» Available data
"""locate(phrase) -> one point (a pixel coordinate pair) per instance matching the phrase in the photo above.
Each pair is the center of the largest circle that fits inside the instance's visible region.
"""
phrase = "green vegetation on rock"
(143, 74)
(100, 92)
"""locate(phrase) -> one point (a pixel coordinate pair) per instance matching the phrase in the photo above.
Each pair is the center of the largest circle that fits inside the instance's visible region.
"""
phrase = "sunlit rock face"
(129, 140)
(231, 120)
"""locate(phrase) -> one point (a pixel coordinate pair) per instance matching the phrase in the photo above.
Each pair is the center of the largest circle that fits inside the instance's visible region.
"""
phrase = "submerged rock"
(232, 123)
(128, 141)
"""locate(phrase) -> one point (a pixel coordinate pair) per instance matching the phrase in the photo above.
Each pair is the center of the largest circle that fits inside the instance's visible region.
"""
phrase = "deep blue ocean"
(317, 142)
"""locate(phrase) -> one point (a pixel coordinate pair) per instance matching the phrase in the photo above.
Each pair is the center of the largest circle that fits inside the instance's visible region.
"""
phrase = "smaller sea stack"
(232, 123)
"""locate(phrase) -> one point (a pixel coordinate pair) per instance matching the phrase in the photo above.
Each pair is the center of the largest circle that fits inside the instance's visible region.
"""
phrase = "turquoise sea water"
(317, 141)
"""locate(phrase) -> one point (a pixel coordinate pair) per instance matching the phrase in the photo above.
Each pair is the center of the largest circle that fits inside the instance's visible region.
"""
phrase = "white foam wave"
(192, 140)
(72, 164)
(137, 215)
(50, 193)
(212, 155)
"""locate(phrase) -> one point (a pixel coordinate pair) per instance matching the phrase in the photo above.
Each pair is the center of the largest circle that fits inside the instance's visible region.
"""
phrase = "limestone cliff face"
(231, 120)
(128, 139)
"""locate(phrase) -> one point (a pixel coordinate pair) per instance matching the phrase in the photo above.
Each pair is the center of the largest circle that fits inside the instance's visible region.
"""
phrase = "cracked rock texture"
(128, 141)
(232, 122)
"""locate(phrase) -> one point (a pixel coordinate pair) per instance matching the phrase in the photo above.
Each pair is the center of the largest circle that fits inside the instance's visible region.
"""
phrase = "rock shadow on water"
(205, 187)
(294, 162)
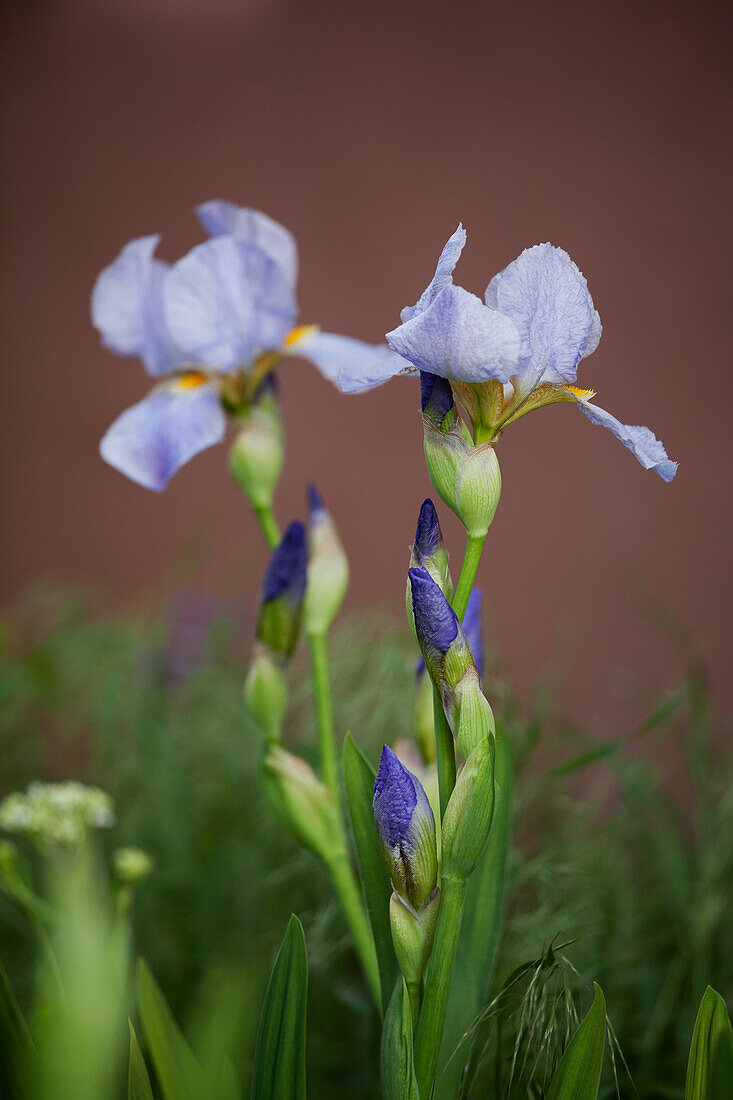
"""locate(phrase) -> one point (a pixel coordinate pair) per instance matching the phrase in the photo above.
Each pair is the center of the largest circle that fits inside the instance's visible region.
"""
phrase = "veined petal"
(150, 441)
(226, 301)
(127, 307)
(546, 296)
(350, 364)
(218, 217)
(641, 441)
(459, 338)
(442, 277)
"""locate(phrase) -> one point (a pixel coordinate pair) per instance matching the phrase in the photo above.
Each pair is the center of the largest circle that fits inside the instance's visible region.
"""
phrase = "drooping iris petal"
(442, 277)
(150, 441)
(218, 217)
(546, 295)
(641, 441)
(351, 364)
(226, 301)
(472, 629)
(127, 307)
(459, 338)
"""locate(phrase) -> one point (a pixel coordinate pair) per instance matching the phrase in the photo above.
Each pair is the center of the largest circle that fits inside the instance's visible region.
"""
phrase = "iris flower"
(208, 329)
(516, 350)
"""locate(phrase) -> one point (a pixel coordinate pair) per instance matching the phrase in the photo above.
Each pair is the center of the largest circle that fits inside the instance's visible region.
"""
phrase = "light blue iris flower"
(208, 329)
(536, 323)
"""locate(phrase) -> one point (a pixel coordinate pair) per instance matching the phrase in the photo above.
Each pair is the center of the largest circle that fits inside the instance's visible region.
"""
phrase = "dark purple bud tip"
(315, 501)
(472, 628)
(286, 572)
(436, 396)
(395, 798)
(435, 620)
(428, 537)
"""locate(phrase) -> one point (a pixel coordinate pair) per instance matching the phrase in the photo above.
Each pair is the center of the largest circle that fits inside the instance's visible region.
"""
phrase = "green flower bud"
(470, 811)
(302, 802)
(413, 932)
(258, 453)
(328, 569)
(265, 691)
(478, 487)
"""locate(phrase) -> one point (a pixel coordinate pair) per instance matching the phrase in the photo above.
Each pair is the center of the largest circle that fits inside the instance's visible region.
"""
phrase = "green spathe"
(469, 813)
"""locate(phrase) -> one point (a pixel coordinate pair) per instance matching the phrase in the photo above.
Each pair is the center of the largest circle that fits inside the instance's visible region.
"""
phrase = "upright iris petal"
(152, 440)
(252, 227)
(442, 277)
(546, 296)
(127, 307)
(405, 826)
(226, 301)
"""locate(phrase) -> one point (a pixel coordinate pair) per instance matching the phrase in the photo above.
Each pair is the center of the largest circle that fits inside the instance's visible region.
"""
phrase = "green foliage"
(280, 1056)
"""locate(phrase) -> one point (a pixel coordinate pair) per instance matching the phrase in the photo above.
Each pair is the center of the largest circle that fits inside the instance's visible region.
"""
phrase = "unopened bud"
(258, 453)
(279, 623)
(405, 826)
(302, 802)
(328, 569)
(470, 811)
(265, 691)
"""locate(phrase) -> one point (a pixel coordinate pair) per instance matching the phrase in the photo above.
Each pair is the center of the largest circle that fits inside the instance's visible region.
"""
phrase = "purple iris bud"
(472, 630)
(405, 826)
(435, 620)
(283, 590)
(436, 396)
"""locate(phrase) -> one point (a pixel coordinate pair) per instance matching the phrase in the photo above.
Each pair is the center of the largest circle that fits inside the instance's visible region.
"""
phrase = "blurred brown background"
(370, 130)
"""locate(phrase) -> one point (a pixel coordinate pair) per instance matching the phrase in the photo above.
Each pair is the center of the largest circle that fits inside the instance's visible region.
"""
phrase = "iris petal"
(546, 295)
(218, 217)
(226, 301)
(127, 307)
(459, 338)
(639, 440)
(150, 441)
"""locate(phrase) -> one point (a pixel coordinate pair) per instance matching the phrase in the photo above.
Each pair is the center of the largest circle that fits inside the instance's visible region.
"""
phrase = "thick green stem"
(445, 752)
(321, 691)
(353, 910)
(267, 524)
(437, 981)
(473, 548)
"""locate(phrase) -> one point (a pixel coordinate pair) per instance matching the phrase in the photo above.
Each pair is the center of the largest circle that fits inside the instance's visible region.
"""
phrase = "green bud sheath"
(469, 813)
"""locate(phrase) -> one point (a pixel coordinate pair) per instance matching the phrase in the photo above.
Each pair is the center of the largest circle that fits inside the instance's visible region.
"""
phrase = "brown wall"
(370, 130)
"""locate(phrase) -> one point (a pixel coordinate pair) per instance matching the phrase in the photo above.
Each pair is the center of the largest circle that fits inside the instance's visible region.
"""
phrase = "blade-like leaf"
(397, 1069)
(279, 1071)
(578, 1076)
(480, 930)
(711, 1051)
(359, 783)
(139, 1087)
(177, 1069)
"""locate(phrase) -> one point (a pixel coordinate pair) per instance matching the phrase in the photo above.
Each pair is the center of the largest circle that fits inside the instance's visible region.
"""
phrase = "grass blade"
(279, 1071)
(359, 783)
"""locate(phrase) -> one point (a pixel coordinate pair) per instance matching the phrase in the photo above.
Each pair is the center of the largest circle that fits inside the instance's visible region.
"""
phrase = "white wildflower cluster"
(57, 813)
(132, 865)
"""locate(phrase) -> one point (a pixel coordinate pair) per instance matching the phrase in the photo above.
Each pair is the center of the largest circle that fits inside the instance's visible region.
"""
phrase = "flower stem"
(445, 752)
(437, 982)
(321, 690)
(349, 895)
(471, 559)
(267, 524)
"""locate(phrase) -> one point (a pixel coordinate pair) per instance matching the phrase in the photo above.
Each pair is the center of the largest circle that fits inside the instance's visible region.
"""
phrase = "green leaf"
(481, 927)
(578, 1076)
(359, 783)
(397, 1068)
(138, 1080)
(177, 1069)
(279, 1071)
(709, 1068)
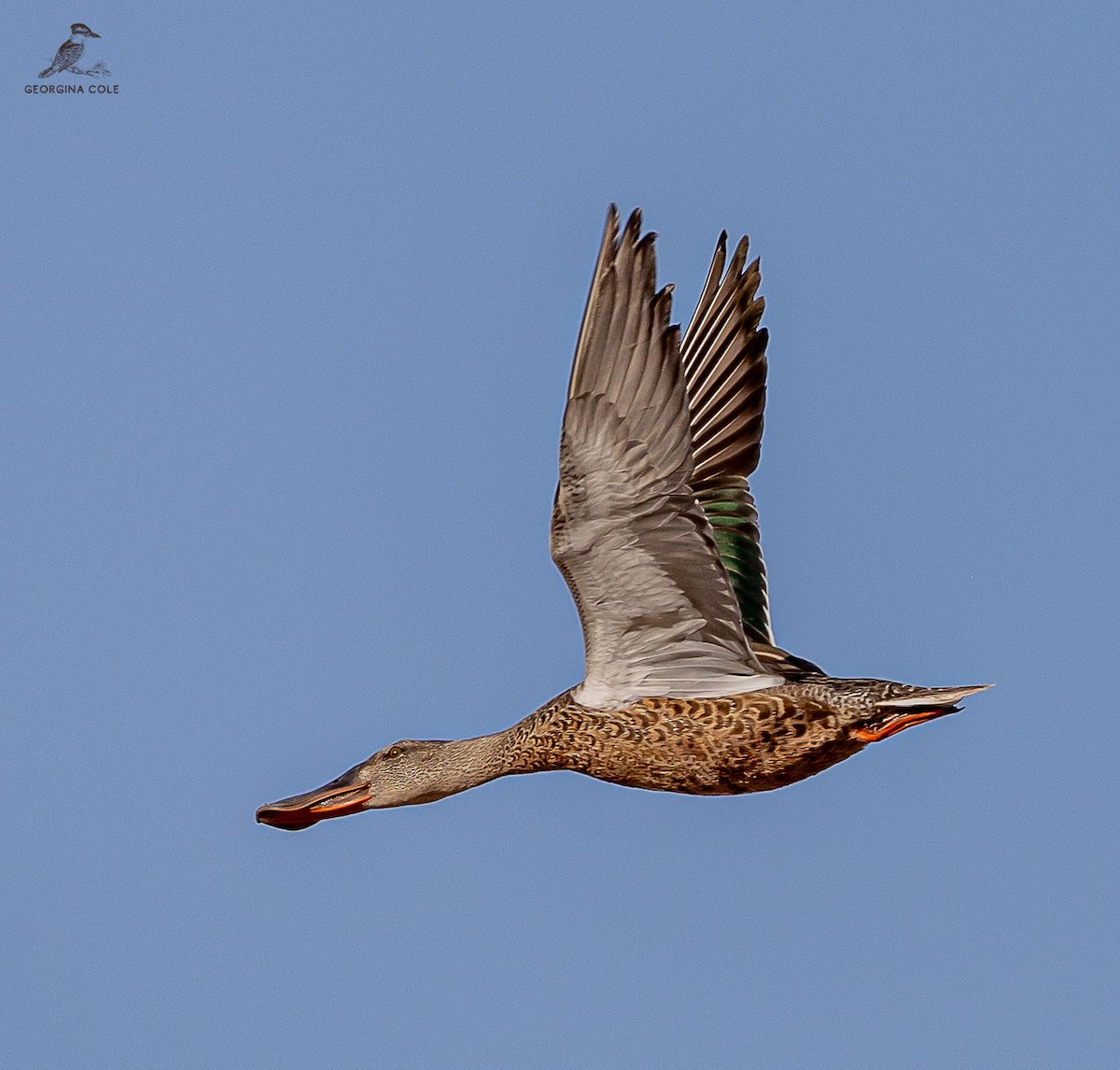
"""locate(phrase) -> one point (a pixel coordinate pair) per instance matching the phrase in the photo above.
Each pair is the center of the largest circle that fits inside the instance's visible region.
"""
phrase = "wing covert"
(636, 547)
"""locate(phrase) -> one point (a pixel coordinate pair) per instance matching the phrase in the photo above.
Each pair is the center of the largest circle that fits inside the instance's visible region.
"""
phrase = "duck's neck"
(459, 765)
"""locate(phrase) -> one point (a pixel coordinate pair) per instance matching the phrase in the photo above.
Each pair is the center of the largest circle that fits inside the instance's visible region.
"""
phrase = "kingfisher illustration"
(71, 50)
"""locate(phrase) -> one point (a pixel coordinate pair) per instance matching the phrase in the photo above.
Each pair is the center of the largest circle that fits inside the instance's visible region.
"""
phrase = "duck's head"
(891, 715)
(409, 772)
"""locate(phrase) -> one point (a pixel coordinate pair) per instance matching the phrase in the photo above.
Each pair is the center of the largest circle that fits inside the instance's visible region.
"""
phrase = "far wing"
(659, 615)
(723, 352)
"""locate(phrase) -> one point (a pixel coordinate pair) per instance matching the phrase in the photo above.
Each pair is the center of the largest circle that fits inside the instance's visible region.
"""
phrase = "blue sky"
(286, 329)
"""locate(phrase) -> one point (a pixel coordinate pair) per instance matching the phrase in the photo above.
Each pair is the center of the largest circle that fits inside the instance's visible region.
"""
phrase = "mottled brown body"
(720, 746)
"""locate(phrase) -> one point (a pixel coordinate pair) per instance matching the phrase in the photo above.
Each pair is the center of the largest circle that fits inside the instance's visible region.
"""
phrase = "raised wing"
(723, 353)
(632, 542)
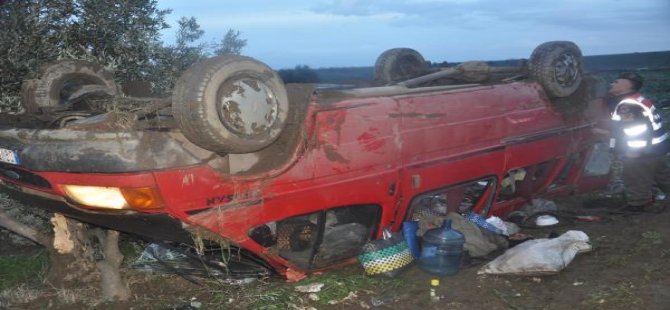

» Goal of the exercise
How many lines in the data above contain the string "water"? Reply with the number alone.

» Solution for this exercise
2